(Data listing)
------------------------------

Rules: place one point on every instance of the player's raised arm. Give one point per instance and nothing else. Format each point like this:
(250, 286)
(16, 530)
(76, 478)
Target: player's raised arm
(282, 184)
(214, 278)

------------------------------

WHAT YOU NEED TO DO:
Update the entries so that each "raised arm" becomes "lifted arm". Keep every other character the same.

FINAL RESULT:
Rules: place one point on every instance of the player's lifted arm. Give one point per instance and nothing else. Format each point like this:
(250, 286)
(16, 530)
(76, 478)
Target: player's lifted arm
(282, 184)
(214, 278)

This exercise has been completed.